• _Extracted entries_
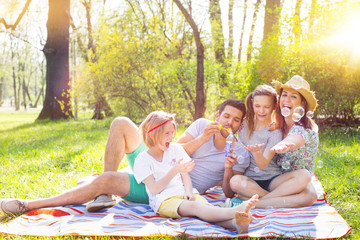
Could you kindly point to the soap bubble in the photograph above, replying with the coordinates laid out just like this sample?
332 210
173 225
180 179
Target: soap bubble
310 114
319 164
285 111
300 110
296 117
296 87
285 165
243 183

• _Task requirements_
Write out all the data exactly, minus pictures.

• _Result for this task_
Could you kindly point to the soap bubble in the photograph above, replying with the coordinates laid out just like this sample?
332 210
173 225
180 179
Target: soap bubble
310 114
319 164
285 111
300 110
296 117
296 87
285 165
243 183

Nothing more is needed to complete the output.